#### Material provided
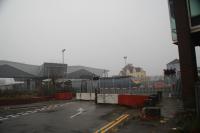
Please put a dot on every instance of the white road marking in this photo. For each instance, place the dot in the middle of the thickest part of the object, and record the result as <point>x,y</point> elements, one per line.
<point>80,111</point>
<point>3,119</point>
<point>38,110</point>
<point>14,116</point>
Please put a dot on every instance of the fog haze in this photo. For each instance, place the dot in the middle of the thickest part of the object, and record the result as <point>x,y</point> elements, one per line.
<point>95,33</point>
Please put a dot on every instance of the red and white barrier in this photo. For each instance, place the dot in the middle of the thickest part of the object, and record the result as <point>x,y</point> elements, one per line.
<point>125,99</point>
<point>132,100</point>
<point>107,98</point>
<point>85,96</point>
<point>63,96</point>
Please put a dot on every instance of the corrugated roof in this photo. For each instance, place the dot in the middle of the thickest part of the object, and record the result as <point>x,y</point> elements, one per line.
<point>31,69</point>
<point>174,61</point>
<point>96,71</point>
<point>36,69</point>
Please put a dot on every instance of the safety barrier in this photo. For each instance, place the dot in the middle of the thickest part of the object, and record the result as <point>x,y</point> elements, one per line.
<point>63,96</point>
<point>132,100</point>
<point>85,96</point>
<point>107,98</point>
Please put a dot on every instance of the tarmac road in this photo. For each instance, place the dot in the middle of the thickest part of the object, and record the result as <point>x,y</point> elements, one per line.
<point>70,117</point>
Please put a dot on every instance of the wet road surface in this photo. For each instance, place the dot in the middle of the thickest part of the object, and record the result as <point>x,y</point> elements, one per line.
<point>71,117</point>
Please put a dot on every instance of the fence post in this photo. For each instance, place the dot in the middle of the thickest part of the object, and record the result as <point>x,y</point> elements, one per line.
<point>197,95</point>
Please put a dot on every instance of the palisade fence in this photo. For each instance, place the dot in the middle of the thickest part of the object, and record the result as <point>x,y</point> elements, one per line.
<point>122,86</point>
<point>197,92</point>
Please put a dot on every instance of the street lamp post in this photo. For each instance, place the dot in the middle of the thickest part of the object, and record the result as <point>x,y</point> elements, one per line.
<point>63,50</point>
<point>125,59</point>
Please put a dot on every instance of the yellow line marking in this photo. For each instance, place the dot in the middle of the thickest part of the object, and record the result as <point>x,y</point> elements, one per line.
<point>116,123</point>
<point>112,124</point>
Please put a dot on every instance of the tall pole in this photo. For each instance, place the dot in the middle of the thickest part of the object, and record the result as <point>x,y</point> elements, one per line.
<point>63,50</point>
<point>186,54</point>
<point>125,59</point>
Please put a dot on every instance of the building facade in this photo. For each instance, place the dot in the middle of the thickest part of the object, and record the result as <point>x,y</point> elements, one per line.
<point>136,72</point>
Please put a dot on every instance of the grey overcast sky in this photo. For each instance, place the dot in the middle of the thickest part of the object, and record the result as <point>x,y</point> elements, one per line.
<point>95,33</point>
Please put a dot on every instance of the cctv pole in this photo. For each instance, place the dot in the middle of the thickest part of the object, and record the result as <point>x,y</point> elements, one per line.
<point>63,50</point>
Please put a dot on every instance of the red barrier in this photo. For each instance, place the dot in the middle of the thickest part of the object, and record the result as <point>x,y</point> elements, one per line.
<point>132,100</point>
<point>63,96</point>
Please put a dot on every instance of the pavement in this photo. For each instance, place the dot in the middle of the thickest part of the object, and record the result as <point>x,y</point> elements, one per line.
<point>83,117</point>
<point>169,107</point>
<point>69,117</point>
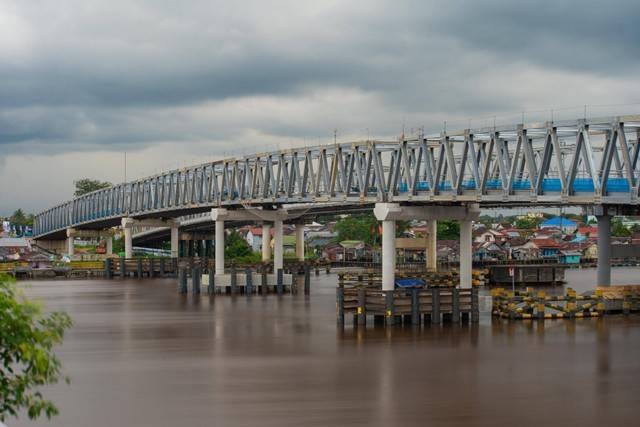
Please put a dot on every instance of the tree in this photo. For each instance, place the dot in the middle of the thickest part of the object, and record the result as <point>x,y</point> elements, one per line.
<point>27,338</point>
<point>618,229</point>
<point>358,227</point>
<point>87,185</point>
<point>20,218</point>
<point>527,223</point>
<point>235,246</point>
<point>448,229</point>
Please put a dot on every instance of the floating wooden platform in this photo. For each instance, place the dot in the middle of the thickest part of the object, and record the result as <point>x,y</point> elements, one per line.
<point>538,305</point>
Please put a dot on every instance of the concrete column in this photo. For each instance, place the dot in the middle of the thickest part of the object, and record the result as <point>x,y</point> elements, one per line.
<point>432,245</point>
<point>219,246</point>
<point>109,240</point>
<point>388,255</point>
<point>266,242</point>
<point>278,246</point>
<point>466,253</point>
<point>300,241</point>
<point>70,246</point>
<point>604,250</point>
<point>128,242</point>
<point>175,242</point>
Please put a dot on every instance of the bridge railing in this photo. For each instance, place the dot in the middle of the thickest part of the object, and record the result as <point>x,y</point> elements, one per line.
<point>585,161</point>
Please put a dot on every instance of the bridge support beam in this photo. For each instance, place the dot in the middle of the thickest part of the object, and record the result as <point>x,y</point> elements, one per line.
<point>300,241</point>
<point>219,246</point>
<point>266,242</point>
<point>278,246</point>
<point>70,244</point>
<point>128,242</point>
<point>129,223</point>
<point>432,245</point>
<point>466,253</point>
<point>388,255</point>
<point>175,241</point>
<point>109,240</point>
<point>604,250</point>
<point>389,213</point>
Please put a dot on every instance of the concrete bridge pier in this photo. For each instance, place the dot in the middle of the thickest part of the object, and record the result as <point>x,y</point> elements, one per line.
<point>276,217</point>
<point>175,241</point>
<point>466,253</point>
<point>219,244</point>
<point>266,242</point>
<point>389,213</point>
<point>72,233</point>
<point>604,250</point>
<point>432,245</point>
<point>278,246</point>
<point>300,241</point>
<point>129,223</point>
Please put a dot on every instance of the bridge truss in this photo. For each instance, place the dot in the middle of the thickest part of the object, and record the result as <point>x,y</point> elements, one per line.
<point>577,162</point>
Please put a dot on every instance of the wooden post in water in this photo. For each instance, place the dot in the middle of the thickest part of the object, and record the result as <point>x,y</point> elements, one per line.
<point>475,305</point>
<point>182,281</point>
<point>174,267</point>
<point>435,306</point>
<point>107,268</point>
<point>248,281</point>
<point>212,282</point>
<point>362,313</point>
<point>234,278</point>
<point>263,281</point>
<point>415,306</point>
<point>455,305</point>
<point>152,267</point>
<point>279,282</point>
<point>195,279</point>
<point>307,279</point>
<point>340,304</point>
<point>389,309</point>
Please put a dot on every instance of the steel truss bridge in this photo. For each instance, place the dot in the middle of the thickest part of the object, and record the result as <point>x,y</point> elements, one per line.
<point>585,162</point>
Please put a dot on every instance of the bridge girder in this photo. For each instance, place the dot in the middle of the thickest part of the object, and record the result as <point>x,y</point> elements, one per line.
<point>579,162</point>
...
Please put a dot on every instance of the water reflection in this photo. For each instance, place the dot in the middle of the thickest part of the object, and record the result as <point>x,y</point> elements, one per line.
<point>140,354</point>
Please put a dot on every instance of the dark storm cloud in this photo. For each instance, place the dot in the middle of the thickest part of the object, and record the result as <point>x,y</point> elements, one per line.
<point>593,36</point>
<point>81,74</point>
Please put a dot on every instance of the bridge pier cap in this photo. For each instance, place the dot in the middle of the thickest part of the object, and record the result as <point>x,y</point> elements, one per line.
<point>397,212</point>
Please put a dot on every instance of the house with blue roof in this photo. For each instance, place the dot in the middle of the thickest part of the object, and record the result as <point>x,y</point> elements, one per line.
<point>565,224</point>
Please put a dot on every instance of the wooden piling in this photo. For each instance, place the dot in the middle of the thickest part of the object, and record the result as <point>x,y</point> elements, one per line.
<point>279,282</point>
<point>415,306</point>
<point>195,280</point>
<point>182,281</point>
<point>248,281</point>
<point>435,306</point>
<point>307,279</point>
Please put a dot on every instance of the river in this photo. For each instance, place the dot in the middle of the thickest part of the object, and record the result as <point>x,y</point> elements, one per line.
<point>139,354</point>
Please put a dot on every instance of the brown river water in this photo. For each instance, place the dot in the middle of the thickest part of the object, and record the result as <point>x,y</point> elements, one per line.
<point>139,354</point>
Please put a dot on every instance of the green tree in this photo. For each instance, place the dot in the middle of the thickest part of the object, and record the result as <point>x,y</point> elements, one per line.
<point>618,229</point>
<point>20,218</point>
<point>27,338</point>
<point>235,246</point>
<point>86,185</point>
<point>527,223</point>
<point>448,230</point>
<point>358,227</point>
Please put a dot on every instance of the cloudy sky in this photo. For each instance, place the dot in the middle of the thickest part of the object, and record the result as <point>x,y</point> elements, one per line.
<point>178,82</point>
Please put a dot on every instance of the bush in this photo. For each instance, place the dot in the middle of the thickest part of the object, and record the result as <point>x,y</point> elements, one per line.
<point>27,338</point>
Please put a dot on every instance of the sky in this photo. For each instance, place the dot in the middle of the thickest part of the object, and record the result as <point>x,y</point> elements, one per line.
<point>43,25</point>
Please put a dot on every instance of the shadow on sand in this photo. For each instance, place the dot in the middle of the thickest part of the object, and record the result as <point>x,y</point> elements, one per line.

#### The exercise
Starting with the line with "Please put a dot on every instance of the grey" and going on through the line with "<point>69,117</point>", write out those lines again, requests included. Multiply each coordinate in the answers by 0.25 and round to whole numbers, with halves rounding up.

#### Written solution
Please put a dot on every instance of the grey overcast sky in this photo. For each instance, place the dot in the middle of the thickest part of the object, and record the result as <point>x,y</point> elements, one per line.
<point>24,8</point>
Please put a dot on every instance of the cctv pole in this photo. For each instance, place the dot in the middle of the thickest part of the object, and record the result as <point>x,y</point> elements, one per line.
<point>16,13</point>
Please put a dot on every instance of the red barrier in this photo. For each instance, place the dot in the middle of the thickest part of the object, and record the result as <point>x,y</point> elements, one per line.
<point>33,25</point>
<point>16,24</point>
Please put a dot on every instance of the pavement in this photo. For each instance, place the dot in the middle of the thickest part of the object, and record the result as <point>x,y</point> elements, one per line.
<point>21,29</point>
<point>42,27</point>
<point>17,29</point>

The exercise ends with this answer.